The problem, however, is usually more subtle: religious organizations face an unwelcoming environment or are required not to be overtly religious to be eligible for funding. Given the widespread presumption that funding faith-based groups is constitutionally suspect, the absence of affirmative language in program rules and funding announcements listing religious organizations as eligible easily can be taken by program officials and by potential religious applicants as mandating their exclusion. This impression is strengthened when the silence about eligibility is accompanied by a lengthy list of prohibited religious activities. The Department of Education's general grants regulations include an extended list of prohibited religious practices. Some Labor solicitations for grant applications similarly say nothing about the eligibility of religious organizations but itemize various prohibited activities.

It is, of course, possible that the listed activities may in fact be constitutionally prohibited uses of government grant funds, in which case they must be forbidden and the restrictions should be brought to the attention of potential applicants. However, when restrictions on religious activities are listed without an equally strong affirmation of eligibility and equally emphatic positive guidance about how faith-based providers can legitimately collaborate to deliver assistance, correct information about restricted practices may have the effect of chilling participation by religious service groups.

Some Federal programs divide religious organizations into two categories and then exclude groups in one category from funding. Organizations considered "pervasively sectarian" or "too religious" are suspect; those that are ruled "secular enough" can apply. Such invidious categorizations, gleaned from trolling through an institution's religious beliefs, is pervasive at HUD, which uses the term "primarily religious" for faith-based organizations considered to be problematic.

HUD's regulations-though not the enabling statutes-for Community Development Block Grants, which provide Federal funds to localities to support nongovernmental services, and for the HOME program, which gives funds to localities that in turn enlist community groups to rehabilitate housing, prohibit funding "as a general rule" from going to "primarily religious" organizations, "for any activities, including secular activities(emphasis added)." Under the HOME program, a "primarily religious" organization can establish a "wholly secular entity" that may then take part in the program. In the CDBG program, a further regulation provides that a "primarily religious" organization may take part, if it agrees to a long list of restrictions-including forfeiting its well-established freedom under Federal law as a religious organization to staff on a religious basis.

Such HUD regulations were developed in response to now obsolete Supreme Court cases with the intention of increasing involvement by religious organizations. Faith-based charities do get some funding under these programs when the rules are flexibly applied. However, the convoluted provisions cast doubt on the eligibility of faith-based groups with a distinct and overt religious character and put them under pressure to marginalize or eliminate various aspects of their religious character and autonomy.

[Data extracted from a collection]
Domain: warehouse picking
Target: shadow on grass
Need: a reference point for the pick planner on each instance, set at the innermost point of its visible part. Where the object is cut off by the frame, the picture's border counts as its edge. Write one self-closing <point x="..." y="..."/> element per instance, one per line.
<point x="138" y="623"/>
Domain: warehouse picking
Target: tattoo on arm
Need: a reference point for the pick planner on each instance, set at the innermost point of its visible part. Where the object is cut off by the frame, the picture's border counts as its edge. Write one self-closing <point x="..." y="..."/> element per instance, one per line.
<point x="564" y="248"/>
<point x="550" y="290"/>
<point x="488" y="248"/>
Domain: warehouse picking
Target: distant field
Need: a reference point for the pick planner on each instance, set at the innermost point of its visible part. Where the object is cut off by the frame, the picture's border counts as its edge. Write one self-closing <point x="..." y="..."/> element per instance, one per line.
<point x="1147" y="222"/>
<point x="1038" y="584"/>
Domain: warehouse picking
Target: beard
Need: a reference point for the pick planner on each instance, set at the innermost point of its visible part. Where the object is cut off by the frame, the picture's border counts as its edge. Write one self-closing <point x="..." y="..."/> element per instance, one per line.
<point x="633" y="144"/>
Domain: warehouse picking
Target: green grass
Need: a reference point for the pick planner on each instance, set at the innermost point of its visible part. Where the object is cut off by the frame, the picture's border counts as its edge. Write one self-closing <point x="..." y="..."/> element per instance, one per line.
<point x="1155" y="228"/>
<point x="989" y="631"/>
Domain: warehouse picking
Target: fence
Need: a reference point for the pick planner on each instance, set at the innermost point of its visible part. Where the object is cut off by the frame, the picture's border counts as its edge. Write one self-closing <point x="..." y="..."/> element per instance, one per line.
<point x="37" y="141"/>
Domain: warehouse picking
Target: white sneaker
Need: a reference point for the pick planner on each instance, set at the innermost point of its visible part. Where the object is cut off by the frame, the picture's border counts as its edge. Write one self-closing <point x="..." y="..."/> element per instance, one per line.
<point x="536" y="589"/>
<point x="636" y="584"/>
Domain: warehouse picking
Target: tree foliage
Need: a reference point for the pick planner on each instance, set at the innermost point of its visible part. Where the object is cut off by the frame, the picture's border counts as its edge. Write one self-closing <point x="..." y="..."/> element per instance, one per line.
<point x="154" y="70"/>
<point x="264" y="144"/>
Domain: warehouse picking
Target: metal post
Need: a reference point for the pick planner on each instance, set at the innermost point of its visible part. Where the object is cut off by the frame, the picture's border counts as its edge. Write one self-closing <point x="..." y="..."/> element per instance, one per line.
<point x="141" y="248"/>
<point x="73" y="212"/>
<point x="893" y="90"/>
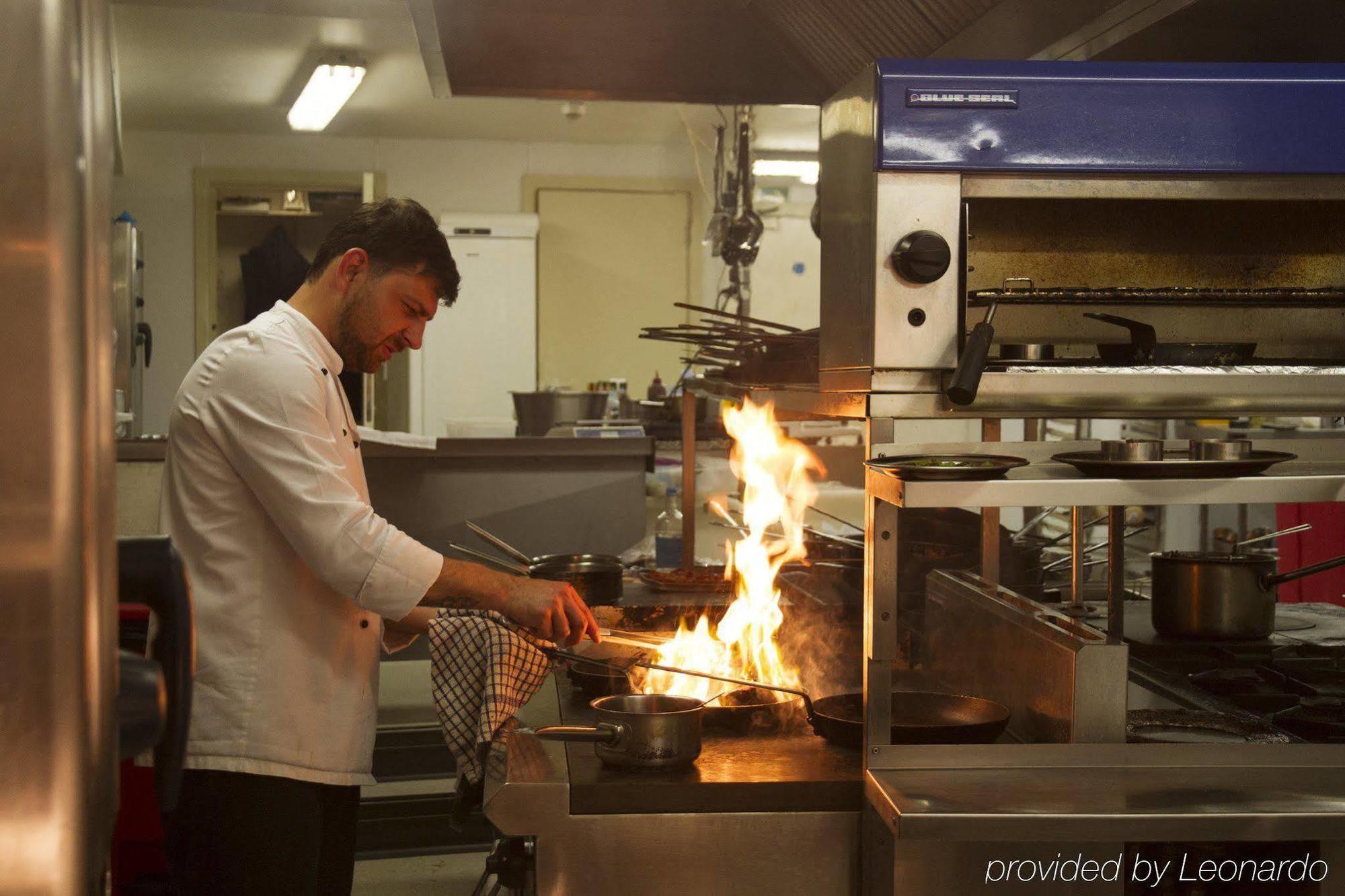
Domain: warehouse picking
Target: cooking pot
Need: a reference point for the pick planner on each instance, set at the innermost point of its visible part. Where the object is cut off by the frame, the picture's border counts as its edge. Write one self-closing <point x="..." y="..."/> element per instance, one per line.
<point x="640" y="731"/>
<point x="1219" y="596"/>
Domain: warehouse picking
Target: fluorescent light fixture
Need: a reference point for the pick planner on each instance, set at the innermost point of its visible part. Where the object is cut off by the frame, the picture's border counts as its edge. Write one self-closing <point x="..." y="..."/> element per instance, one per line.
<point x="805" y="170"/>
<point x="326" y="92"/>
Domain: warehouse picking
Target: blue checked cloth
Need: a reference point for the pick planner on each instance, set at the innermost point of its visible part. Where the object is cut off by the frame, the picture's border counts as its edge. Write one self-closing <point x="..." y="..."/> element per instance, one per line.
<point x="482" y="669"/>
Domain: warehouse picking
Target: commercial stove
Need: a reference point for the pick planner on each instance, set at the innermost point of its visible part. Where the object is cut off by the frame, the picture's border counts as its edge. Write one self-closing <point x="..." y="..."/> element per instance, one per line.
<point x="731" y="823"/>
<point x="767" y="811"/>
<point x="1295" y="680"/>
<point x="1203" y="201"/>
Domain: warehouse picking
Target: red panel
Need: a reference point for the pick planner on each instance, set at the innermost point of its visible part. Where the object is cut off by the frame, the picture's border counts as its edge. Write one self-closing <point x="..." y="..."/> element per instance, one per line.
<point x="138" y="841"/>
<point x="1325" y="540"/>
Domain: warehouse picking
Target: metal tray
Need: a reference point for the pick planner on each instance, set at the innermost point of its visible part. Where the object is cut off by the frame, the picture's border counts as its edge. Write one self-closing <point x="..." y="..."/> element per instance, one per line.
<point x="1176" y="466"/>
<point x="902" y="467"/>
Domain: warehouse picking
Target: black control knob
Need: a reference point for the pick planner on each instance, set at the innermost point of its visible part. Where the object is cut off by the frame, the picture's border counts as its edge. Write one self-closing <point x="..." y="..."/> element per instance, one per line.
<point x="922" y="256"/>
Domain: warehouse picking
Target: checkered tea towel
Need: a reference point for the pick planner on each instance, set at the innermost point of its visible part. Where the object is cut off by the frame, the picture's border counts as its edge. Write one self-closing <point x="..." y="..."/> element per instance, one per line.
<point x="482" y="670"/>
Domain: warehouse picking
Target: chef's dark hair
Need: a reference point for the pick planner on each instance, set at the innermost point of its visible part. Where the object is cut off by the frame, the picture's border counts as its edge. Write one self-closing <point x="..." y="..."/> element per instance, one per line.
<point x="396" y="233"/>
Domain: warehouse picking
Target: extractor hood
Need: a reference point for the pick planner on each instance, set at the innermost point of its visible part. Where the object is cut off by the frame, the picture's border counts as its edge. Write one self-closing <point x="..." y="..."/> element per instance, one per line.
<point x="801" y="52"/>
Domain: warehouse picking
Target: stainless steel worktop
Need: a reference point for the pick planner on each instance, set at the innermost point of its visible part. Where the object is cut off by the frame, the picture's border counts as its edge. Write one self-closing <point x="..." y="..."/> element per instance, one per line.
<point x="154" y="448"/>
<point x="1102" y="794"/>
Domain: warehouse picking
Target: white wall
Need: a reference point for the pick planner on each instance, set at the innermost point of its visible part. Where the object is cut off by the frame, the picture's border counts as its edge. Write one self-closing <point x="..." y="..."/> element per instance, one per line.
<point x="445" y="175"/>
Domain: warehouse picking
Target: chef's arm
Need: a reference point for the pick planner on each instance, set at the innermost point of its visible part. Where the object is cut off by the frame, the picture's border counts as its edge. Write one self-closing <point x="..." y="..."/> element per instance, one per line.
<point x="551" y="608"/>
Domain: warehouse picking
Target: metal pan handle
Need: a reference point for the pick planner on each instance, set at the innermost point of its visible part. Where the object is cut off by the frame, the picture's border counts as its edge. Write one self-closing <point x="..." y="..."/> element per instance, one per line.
<point x="601" y="733"/>
<point x="1269" y="581"/>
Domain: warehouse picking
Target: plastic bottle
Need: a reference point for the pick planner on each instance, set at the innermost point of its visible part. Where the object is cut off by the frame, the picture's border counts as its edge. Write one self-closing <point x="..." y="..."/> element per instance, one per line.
<point x="668" y="534"/>
<point x="657" y="392"/>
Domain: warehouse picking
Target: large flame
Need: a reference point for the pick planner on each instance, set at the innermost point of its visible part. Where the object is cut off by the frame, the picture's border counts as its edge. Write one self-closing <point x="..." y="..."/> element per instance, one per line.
<point x="778" y="487"/>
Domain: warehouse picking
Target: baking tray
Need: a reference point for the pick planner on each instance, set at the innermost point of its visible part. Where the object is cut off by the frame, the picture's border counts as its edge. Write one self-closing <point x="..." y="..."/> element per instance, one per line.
<point x="1178" y="466"/>
<point x="902" y="467"/>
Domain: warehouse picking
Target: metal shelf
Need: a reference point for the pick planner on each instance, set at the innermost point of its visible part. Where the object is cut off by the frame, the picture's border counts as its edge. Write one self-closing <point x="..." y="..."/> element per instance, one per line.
<point x="790" y="400"/>
<point x="1050" y="483"/>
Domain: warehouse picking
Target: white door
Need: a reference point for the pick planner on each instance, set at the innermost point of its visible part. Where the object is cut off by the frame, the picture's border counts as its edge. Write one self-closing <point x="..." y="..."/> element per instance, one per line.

[Work to complete] Carry the passage on federal grant rules for faith-based organizations forward from its last sentence, keeping its voice and line of argument.

[Answer]
Some faith-based organizations, uncertain of their welcome and latitude within HUD programs, have requested written lists of acceptable and unacceptable practices. HUD staff have refused to provide such guidance. The officials' own uncertainty is such that one official, when asked on the phone by a religious group to give specific guidance about restricted practices, asked if the conversation was being recorded, fearing a permanent record of guidance that might turn out not to conform to HUD religious policy.

The division into acceptable and problematic religious organizations is not required by current Supreme Court precedent.10 Lacking a clear and fixed meaning, the categorization requires an intrusive case-by-case determination by HUD staff, who are forced to delve into the authenticity of religious beliefs, an inquiry that a recent Supreme Court plurality derided as "not only unnecessary but also offensive."11 Because there is no clear guidance, HUD field officials and their State and local government partners apply the rules inconsistently even within a single program, creating additional complications for faith-based applicants.

Similar problems occur in the Department of Education's "Even Start Family Literacy Program," that gives formula grants to States to fund local partnerships between schools and other local entities, including nonprofit organizations. The authorizing statute does not exclude religious nonprofit organizations. However, the Agency addresses that "pervasively sectarian" organizations may not be directly funded by government. Thus they can become part of a Federally funded partnership only if they are subordinate to "nonsectarian" partners. Other Department staff, while not ruling out funding for "pervasively sectarian" organizations in general, believe that eligibility can only be established after a case-by-case assessment of a group's religious character.

Barrier 3: Excessive Restrictions on Religious Activities
Some government rules require faith-based providers to endure something akin to an organizational strip-search. Certainly, some restrictions on how religious organizations can spend government grants are plainly required by the Constitution. But given the general wariness about the constitutional propriety of funding faith-based organizations, and the heightened suspicion about collaboration with "pervasively sectarian" or obviously religious groups, Federal grant programs can be inappropriately restrictive.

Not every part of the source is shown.